▶ _What is being asked_
Count the lines in the records below that contain the string "mask". Reply with that number alone.

▶ _Extracted records_
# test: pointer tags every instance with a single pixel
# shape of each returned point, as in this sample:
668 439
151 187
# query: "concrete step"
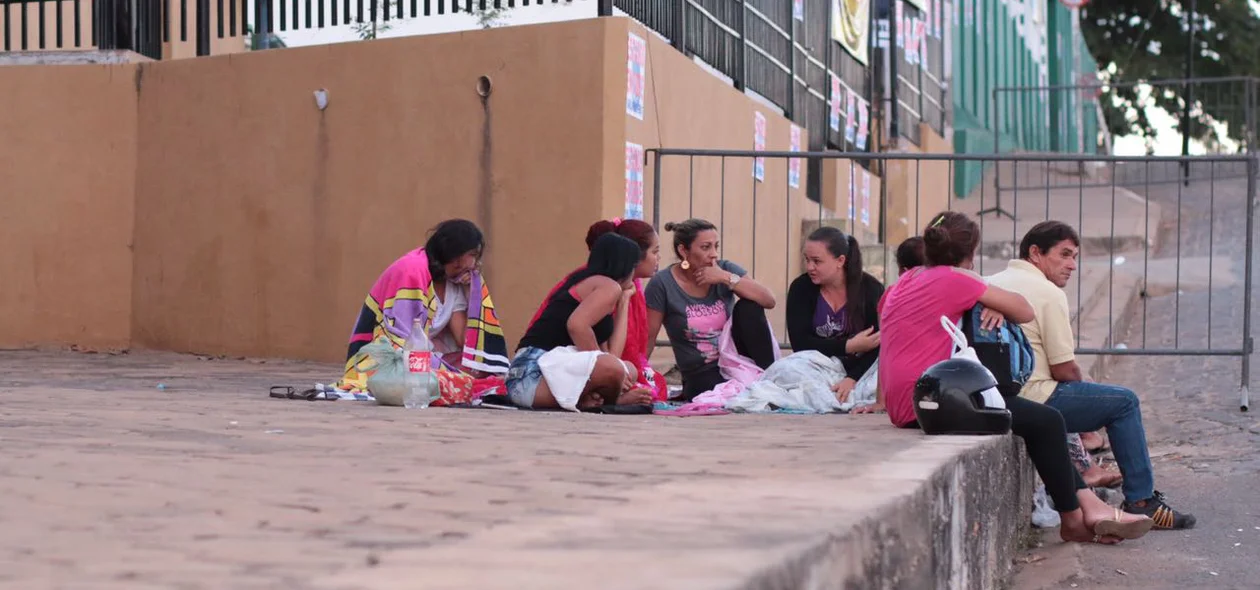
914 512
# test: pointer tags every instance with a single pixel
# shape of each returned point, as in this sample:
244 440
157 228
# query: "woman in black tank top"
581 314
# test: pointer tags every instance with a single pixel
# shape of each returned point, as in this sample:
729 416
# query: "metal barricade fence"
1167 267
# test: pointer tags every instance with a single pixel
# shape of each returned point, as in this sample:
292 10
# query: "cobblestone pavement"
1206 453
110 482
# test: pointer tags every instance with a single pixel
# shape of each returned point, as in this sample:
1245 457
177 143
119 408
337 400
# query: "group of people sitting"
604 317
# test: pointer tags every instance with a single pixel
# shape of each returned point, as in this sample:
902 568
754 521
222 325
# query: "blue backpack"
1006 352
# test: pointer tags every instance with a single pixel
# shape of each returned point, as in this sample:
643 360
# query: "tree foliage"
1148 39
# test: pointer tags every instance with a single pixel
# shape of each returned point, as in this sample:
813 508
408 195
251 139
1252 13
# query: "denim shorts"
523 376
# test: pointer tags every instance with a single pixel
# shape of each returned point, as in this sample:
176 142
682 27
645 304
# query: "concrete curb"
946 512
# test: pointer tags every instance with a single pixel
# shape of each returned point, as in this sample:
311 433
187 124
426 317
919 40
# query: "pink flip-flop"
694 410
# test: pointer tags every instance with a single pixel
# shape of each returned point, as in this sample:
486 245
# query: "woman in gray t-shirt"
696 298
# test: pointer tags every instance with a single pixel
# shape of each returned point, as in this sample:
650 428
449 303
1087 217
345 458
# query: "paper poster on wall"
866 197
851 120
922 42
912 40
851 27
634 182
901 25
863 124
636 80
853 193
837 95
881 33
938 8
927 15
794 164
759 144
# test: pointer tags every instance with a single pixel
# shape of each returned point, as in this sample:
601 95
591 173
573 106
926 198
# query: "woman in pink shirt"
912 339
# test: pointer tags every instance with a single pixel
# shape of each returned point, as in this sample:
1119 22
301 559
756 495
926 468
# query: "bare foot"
* * *
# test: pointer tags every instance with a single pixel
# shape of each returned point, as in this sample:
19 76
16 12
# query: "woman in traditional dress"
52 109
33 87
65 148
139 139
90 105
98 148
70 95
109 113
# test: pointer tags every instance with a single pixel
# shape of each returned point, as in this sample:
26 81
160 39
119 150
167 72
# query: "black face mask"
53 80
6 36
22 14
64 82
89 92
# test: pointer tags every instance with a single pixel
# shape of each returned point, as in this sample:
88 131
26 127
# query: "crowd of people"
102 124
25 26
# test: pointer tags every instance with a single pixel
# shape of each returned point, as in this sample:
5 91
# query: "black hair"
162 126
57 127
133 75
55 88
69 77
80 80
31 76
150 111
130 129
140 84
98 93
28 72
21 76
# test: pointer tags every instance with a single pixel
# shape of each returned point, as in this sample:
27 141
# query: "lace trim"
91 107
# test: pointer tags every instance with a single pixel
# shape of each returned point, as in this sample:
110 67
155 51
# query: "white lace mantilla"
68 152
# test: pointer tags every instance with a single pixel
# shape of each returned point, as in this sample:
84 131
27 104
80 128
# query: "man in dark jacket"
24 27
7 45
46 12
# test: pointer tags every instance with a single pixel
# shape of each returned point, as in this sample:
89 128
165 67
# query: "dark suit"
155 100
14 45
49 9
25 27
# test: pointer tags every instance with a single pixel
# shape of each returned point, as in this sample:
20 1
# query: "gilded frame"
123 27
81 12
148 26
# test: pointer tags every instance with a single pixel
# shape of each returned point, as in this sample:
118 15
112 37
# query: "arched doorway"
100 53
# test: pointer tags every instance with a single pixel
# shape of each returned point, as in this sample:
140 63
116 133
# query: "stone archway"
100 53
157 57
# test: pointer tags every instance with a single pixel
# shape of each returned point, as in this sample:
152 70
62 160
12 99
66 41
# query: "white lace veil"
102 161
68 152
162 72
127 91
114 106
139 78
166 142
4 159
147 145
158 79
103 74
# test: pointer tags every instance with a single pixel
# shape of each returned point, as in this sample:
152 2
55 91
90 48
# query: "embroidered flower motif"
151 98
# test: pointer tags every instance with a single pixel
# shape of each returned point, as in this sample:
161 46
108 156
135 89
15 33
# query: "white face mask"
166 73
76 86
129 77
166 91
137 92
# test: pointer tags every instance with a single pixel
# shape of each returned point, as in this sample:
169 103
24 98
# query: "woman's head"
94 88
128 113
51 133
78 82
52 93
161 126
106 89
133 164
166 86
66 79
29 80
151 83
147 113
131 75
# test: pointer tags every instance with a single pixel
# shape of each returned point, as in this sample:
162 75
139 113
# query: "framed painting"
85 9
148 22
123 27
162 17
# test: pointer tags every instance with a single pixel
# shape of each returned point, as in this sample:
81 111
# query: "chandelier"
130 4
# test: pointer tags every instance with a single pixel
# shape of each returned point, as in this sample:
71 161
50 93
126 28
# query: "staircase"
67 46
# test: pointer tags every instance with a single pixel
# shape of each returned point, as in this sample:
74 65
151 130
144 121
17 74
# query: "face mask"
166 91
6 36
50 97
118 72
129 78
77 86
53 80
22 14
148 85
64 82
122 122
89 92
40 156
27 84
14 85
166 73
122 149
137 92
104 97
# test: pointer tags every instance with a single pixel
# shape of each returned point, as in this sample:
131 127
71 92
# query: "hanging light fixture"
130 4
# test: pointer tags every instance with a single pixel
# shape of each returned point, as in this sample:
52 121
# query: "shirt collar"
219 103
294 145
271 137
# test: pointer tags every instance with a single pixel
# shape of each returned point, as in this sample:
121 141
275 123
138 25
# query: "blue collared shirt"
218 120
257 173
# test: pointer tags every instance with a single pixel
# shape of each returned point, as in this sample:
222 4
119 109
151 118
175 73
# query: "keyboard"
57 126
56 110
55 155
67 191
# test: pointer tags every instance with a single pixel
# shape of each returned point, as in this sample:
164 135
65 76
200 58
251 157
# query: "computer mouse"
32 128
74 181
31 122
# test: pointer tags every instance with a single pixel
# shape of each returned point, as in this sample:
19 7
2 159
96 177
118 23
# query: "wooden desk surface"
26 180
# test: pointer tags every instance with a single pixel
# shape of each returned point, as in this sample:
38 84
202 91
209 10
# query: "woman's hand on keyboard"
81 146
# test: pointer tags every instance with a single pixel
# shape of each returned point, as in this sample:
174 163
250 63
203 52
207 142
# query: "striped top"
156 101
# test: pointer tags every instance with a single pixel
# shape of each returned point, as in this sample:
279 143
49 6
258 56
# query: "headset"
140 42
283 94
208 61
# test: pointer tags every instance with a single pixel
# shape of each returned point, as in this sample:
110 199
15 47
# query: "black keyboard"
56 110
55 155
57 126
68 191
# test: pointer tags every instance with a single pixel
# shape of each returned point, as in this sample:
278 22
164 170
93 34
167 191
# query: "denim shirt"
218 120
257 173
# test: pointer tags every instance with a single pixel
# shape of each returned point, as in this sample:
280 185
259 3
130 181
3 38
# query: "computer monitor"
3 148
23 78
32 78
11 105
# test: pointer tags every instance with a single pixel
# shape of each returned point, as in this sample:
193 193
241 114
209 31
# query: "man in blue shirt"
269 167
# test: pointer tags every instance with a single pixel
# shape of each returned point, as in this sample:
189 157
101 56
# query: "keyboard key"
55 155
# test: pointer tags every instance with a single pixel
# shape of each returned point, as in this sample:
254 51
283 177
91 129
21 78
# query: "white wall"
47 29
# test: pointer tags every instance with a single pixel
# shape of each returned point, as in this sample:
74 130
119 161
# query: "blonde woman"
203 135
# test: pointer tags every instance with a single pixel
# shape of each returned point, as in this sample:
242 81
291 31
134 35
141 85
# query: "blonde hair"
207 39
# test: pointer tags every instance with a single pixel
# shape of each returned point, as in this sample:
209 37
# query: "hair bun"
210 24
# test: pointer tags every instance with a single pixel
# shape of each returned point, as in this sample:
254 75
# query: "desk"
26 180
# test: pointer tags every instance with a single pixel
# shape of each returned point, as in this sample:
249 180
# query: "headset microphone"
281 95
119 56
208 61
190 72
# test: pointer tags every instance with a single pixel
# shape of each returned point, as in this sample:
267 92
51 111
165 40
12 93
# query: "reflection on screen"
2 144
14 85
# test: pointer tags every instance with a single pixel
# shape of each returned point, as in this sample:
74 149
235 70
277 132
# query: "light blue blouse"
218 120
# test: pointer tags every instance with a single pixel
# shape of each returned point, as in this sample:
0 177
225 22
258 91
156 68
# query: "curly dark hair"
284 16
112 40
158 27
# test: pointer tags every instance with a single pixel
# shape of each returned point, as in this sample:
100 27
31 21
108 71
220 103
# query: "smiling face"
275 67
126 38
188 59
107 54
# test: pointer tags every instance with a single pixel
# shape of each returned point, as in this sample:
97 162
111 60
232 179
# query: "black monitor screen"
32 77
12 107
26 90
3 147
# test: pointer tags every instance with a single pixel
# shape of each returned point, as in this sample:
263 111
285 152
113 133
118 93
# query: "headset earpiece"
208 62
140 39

▶ _Output for this task_
3